[START STORED DATA]

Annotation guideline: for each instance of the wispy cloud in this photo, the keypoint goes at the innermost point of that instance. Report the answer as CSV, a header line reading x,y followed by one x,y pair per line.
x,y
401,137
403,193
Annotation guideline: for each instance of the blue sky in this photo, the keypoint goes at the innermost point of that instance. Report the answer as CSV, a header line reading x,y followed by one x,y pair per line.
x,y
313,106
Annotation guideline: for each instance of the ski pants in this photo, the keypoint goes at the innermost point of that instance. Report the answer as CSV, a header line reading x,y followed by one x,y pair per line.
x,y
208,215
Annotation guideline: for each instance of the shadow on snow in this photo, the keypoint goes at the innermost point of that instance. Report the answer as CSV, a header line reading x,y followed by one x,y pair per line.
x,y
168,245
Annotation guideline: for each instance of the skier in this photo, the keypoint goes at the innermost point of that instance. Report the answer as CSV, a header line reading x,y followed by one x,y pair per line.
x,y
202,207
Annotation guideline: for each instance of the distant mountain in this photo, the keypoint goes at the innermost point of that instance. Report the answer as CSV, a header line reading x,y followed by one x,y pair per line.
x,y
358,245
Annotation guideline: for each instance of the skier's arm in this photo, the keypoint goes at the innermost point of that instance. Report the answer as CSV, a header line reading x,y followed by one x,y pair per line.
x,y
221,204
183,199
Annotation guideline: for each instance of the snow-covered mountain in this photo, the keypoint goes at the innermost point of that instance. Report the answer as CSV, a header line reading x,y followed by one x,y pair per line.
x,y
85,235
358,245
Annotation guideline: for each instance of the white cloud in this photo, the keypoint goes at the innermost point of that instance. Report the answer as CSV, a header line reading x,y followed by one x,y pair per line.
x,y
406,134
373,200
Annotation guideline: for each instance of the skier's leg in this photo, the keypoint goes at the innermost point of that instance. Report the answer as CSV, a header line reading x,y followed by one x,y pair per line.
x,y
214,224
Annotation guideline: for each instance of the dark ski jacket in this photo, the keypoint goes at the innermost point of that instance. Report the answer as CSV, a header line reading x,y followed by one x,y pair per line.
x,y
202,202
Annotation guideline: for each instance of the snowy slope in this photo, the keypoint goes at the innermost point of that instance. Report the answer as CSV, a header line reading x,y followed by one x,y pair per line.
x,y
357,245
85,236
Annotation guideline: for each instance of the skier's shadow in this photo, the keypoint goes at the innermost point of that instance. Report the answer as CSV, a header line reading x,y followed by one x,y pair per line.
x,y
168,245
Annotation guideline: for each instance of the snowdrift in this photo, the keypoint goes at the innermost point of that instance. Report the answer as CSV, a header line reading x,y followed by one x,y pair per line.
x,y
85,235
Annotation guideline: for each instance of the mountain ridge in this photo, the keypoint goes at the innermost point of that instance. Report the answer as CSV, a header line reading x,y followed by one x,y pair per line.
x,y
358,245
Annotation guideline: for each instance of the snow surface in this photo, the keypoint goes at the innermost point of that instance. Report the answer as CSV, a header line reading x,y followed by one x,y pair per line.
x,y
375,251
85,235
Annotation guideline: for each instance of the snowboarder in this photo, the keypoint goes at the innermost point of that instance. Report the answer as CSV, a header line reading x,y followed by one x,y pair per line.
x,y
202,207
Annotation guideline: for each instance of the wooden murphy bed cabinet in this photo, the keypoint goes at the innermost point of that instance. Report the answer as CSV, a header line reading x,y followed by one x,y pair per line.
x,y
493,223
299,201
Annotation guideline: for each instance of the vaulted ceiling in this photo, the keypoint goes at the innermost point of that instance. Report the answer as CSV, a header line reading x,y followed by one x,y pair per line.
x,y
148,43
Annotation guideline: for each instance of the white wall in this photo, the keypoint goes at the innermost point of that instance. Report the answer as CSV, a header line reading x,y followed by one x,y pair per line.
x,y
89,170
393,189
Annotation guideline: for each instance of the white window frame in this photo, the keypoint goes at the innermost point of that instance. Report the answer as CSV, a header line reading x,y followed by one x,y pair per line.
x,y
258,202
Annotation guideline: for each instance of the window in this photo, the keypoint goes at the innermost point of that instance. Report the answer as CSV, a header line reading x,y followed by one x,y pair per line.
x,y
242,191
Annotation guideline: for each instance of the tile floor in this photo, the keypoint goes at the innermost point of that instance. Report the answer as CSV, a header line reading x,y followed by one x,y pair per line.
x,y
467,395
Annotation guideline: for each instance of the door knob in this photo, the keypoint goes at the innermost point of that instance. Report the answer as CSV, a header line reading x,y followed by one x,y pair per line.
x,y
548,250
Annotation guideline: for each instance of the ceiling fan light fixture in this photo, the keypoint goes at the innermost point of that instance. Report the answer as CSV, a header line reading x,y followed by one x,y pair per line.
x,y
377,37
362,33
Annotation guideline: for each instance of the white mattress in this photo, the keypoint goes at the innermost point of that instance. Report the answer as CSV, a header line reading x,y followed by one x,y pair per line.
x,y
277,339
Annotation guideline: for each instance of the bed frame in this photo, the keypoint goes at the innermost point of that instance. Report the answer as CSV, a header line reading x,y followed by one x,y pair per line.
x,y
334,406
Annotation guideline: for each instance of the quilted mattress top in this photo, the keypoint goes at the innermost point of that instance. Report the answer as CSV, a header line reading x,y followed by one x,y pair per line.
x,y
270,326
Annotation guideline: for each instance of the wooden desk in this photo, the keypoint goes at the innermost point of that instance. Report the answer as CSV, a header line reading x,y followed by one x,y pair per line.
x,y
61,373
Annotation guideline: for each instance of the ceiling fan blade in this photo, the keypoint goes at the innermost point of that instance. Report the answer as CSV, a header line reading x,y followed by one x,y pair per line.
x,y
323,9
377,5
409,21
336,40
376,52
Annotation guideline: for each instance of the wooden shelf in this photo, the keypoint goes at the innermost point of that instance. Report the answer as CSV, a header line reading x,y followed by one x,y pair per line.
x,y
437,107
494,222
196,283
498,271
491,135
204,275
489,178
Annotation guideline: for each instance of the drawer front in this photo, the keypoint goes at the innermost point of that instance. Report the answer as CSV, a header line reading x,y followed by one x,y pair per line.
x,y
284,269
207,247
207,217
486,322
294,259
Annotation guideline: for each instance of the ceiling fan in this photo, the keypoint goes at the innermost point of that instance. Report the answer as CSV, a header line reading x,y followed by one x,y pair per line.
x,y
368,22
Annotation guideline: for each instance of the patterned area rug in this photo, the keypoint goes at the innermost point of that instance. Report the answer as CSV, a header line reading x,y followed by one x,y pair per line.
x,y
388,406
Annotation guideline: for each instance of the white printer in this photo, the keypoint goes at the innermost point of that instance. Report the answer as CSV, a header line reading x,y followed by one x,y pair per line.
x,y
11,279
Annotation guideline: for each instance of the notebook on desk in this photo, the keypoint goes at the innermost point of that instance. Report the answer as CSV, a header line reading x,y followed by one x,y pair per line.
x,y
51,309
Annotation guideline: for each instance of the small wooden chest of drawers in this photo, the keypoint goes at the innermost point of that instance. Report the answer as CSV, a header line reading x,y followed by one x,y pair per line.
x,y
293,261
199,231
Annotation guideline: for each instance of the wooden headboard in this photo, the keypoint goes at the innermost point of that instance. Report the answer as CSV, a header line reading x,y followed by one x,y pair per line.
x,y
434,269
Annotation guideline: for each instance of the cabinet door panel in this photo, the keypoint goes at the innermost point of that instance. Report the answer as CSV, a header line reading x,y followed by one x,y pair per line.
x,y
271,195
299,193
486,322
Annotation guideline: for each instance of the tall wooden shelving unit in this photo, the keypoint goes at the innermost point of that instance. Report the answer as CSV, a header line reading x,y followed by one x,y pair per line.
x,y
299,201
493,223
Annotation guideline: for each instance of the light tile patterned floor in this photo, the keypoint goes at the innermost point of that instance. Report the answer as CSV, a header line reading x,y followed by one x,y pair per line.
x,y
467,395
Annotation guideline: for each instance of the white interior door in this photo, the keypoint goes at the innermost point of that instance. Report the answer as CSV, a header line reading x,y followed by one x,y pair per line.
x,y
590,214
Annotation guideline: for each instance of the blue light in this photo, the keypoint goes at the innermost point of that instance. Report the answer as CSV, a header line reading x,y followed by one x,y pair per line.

[END STORED DATA]
[START STORED DATA]

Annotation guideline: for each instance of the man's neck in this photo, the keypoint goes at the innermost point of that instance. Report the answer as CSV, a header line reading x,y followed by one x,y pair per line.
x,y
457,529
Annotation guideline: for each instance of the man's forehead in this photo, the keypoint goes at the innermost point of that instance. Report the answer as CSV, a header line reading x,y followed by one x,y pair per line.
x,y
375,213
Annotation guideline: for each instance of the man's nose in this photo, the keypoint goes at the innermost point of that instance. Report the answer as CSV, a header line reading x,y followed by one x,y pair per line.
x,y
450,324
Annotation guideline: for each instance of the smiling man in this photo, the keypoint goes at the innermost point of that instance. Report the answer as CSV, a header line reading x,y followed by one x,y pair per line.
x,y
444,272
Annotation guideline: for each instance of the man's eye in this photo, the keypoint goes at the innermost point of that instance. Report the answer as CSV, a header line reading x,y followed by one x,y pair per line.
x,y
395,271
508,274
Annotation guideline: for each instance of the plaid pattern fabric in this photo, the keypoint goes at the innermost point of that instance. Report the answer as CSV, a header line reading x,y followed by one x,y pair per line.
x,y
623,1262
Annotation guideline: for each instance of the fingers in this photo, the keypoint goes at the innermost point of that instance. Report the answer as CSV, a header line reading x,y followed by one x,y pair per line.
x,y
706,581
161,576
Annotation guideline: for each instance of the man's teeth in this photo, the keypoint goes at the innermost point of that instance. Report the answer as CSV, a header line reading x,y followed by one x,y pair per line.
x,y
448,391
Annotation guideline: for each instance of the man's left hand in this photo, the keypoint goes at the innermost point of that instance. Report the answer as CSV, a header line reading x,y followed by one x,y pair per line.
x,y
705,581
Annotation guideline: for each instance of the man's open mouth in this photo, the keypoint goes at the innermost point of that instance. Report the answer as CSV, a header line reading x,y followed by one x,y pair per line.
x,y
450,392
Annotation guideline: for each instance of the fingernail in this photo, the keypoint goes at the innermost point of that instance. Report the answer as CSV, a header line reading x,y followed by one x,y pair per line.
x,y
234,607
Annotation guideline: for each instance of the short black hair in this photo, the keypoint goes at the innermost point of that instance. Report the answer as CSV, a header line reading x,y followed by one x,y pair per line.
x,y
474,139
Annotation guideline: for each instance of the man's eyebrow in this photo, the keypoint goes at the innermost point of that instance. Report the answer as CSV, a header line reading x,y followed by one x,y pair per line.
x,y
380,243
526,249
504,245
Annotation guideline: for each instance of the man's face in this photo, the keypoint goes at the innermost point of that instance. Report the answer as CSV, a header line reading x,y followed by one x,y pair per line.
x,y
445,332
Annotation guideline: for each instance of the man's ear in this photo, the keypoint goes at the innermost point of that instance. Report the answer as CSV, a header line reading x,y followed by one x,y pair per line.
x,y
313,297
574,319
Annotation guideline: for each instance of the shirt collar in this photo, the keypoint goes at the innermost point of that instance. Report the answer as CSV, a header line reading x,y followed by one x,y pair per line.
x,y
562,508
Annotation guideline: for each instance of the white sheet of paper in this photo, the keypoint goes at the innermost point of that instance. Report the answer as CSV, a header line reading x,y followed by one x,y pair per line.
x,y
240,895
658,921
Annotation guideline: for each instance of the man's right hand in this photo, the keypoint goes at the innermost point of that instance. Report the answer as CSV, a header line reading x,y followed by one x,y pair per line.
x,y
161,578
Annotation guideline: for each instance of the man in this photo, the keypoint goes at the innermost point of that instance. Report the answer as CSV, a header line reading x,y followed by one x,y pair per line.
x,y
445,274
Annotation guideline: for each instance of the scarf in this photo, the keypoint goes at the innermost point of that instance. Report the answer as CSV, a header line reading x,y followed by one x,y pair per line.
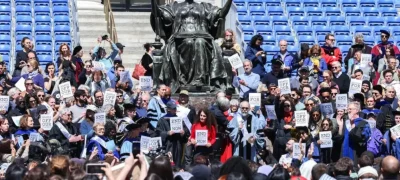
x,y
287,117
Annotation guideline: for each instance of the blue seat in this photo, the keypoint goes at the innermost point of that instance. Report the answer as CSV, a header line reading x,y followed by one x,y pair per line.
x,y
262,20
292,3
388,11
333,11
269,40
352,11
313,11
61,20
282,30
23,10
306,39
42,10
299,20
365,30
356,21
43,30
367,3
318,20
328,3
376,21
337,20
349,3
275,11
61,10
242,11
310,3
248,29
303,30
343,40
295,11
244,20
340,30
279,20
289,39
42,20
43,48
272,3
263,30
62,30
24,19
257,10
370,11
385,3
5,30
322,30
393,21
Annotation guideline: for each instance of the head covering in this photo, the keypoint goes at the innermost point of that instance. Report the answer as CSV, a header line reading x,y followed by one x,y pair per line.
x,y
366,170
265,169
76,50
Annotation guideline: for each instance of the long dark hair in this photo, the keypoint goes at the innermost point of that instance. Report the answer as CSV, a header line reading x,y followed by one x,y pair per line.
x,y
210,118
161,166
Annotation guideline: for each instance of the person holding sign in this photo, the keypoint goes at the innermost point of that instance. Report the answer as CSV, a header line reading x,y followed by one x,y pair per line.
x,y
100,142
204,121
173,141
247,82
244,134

[END STORED DATA]
[START STORED DATA]

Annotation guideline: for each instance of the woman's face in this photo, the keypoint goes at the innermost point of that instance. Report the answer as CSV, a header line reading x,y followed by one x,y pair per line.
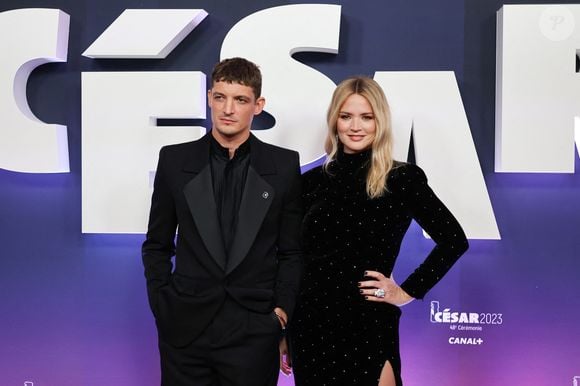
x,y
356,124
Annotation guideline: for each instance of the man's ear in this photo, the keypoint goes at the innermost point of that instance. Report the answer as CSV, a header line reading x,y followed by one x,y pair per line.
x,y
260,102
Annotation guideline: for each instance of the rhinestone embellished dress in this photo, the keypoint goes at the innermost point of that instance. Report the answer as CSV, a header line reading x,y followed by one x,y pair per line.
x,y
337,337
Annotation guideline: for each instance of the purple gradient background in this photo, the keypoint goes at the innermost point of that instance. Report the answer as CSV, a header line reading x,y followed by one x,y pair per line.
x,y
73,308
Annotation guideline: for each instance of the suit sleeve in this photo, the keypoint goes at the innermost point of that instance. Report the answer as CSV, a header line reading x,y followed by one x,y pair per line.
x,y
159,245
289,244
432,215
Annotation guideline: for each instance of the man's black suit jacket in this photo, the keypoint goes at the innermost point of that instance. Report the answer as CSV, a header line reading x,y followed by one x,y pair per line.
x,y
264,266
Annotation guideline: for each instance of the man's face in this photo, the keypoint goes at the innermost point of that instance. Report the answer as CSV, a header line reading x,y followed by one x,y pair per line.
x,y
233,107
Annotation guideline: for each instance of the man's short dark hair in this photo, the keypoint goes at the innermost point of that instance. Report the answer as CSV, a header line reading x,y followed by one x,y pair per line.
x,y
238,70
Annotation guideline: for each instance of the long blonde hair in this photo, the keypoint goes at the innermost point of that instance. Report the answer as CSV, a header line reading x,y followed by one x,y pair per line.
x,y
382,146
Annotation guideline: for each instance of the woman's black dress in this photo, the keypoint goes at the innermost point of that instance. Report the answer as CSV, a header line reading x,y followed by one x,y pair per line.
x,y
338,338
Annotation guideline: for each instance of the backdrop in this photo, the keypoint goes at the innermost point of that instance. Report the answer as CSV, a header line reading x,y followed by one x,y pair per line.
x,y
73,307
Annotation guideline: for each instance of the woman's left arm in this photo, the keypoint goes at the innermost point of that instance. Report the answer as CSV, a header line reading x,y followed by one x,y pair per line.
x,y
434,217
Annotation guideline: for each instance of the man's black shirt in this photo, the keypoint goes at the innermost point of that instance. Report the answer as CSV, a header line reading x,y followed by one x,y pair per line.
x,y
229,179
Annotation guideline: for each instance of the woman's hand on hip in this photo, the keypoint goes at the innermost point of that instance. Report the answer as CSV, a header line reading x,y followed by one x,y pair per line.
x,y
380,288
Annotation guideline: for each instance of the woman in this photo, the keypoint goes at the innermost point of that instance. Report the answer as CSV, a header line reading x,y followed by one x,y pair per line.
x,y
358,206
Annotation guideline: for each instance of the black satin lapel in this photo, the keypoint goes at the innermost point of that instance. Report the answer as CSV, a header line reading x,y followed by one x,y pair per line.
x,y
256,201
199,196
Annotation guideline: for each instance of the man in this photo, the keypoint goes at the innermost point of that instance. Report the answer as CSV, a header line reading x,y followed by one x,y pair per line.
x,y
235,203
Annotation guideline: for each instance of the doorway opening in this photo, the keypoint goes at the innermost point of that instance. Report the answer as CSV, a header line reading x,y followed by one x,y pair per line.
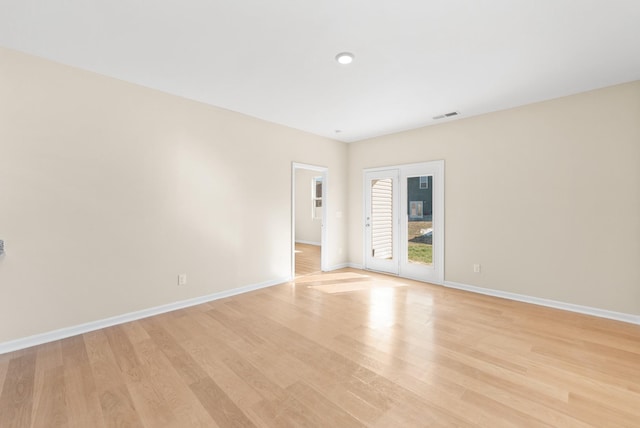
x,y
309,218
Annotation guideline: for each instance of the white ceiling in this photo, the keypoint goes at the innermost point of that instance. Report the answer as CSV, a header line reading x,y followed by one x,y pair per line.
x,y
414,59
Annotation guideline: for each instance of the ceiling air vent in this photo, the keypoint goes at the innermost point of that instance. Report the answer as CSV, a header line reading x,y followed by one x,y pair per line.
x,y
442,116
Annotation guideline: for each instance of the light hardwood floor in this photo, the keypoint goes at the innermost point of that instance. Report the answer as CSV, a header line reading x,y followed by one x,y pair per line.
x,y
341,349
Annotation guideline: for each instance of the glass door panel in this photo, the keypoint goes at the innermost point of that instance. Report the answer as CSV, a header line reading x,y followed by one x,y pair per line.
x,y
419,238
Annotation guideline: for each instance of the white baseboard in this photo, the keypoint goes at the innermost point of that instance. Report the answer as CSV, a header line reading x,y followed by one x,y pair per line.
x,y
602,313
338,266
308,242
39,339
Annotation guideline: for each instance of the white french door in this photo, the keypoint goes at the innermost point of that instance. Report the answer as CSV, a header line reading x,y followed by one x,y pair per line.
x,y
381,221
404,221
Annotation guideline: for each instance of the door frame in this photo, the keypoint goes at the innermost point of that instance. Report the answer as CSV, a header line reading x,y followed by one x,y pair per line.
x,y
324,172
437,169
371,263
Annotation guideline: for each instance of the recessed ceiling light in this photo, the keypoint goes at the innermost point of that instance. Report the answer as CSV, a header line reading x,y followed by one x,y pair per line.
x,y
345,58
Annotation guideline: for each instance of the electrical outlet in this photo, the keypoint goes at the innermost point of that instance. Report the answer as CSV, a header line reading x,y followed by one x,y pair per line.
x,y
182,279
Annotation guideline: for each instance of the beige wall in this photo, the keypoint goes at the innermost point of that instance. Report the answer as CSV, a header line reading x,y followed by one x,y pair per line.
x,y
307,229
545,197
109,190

[END STORED DATA]

Please rewrite the records starting with the line that contains "Annotation guideline: for each instance of the cabinet" and going on through the line that contains "Annotation guideline: for each instance of the blue light", replacing "innermost point" with "central point" and leaving everything else unchanged.

### [RESULT OF THIS TASK]
Annotation guideline: for each instance of the cabinet door panel in this photo, the keypoint goes at the central point of that instance. Report the answer as CSV, a header line reading x,y followed by one x,y pair per line.
x,y
271,195
299,193
486,322
Annotation guideline: for each instance of the tall wooden shelving unit in this photo, the keypoint goes at the central point of that instance. Report the answer as CSV, a header line reading x,y followed by one x,y pair per line.
x,y
299,201
493,223
Annotation guideline: for each instance of the light tile patterned floor in this photo, the keypoint goes at the central point of that instance. Report the answer as CSV, a header line reading x,y followed by one x,y pair per line.
x,y
467,395
Annotation guideline: for each instance of the white interior door in this photo, the keypoint goes at the central point of that instance. Report the answer as CSV, a header line reading x,y followed by one x,y pair per line.
x,y
590,214
Annotation guideline: for each instance of the blue light in this photo, the keypoint goes at the central point of that instance. Report the answer as CSV, a header line reading x,y followed by one x,y pair per line.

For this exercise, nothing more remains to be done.